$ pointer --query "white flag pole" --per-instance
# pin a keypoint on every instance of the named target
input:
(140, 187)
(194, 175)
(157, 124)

•••

- **INSTRUCTION**: Can you copy out the material above line for line, without changing a single character?

- **ANSWER**:
$ pointer --query "white flag pole" --per-instance
# pin a keypoint on every instance of the named target
input:
(140, 187)
(194, 175)
(157, 124)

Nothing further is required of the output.